____ Excerpted text
Kaja Kallas, the Prime Minister of Estonia, photographed at the Stenbock House in Tallinn, Estonia on March 28.
Birgit Püve for TIME
March 31, 2022 3:12 PM EDT

Kaja Kallas has clear memories of the Soviet occupation. She was a teenager when Estonia became independent, and she remembers growing up before that with empty shop shelves, a passport that would not allow her to travel to countries outside the Eastern bloc, and a chilling atmosphere that kept people from speaking freely outside their homes. She also remembers the stories about the harsher deprivations—deportations, imprisonment— that her parents and grandparents faced. So now that Kallas is Estonia’s Prime Minister, it makes sense that she has become one of the most vocal advocates for taking an unyielding stance against Putin.

“If Putin wins, or if he even has the view that he has won this war, his appetite will only grow,” Kallas, 44, said in late March, sitting in the elegant neoclassical building—its salons lined with paintings of Estonian patriots—that serves as the seat of government. “And that means he will consider other countries. That’s why we have to do everything we can to stop him now.”
________
____ Extracted material
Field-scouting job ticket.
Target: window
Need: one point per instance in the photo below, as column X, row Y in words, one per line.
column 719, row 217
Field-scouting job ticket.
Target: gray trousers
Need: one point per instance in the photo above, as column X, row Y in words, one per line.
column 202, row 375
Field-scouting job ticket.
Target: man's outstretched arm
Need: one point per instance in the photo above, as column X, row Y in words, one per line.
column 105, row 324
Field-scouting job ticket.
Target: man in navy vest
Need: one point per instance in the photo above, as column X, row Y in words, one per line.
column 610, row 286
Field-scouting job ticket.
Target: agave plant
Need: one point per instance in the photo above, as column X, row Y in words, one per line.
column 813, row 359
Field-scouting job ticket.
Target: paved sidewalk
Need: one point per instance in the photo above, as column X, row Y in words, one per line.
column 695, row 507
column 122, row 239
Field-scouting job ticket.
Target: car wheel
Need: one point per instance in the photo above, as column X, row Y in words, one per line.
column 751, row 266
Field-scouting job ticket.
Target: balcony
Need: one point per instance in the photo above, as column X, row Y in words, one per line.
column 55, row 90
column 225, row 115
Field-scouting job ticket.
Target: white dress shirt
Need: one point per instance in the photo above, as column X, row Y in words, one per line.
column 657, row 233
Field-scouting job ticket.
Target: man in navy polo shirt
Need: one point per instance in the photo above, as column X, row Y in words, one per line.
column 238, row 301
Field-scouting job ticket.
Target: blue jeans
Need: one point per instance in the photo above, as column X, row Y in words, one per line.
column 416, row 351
________
____ Extracted material
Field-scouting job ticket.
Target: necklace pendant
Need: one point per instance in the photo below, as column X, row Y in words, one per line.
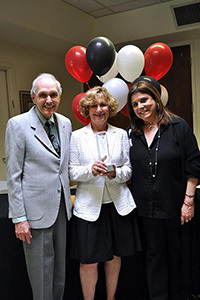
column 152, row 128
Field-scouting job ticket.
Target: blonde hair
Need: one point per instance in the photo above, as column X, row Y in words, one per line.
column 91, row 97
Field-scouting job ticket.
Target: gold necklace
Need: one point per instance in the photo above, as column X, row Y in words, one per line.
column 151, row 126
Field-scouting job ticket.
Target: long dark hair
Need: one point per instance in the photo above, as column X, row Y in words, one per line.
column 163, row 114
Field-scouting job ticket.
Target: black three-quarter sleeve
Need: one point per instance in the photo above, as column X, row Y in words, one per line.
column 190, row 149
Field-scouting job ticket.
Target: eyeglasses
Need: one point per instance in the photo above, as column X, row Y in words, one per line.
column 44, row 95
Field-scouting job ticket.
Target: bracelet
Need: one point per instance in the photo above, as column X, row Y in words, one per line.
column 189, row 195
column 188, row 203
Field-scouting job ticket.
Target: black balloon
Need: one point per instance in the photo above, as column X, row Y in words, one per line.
________
____ Extracted material
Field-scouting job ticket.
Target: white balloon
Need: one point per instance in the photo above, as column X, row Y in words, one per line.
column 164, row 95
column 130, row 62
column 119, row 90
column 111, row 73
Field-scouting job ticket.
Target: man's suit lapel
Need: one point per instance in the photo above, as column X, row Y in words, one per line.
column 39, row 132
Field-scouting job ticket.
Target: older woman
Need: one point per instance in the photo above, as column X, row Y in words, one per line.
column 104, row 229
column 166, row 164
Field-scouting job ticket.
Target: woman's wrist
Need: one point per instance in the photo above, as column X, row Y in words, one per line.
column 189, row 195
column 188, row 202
________
◆ Problems to work on
• 1. In the article on Kaja Kallas, list the things she remembers growing up with before Estonia became independent.
• 2. According to the article on Kaja Kallas, how old was she when she spoke in late March?
• 3. Extend the article on Kaja Kallas, picking up after its last sentence.
The records have no connection to the article on Kaja Kallas.

◆ Final answers
• 1.
- Empty shop shelves
- A passport that would not allow her to travel to countries outside the Eastern bloc
- A chilling atmosphere that kept people from speaking freely outside their homes

• 2. 44

• 3.
Like other countries in the region, Estonia has had painful experiences with Russian oppression. Occupied by the Soviet Union in the 1940s, the country’s farms were forcibly collectivized and tens of thousands of its citizens deported to Siberia. It was not until 1991, when the USSR was collapsing, that the country regained its independence. Quickly reverting to democracy, Estonia joined the European Union in 2004, and put a forward-looking emphasis on digitalization—all of its public services and much of its business is conducted online. It has since become one of the fastest-growing economies in Europe. But it has never relinquished its mistrust of its powerful neighbor to the east, with whom it shares nearly 200 miles of border.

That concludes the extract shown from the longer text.